Stated task
Extract every line in the entries below that contains the word "instance".

Records for processing

**********

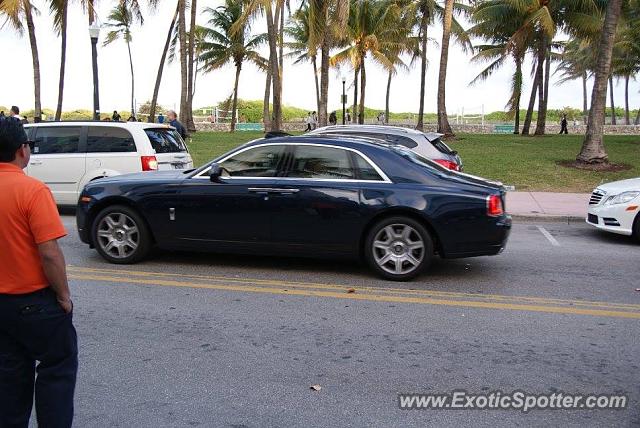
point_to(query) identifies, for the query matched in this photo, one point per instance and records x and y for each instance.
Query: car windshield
(165, 140)
(440, 145)
(418, 159)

**********

Written solution
point_to(query) identifies, for the query matched in this photo, one point per instance and records x and y for each instance.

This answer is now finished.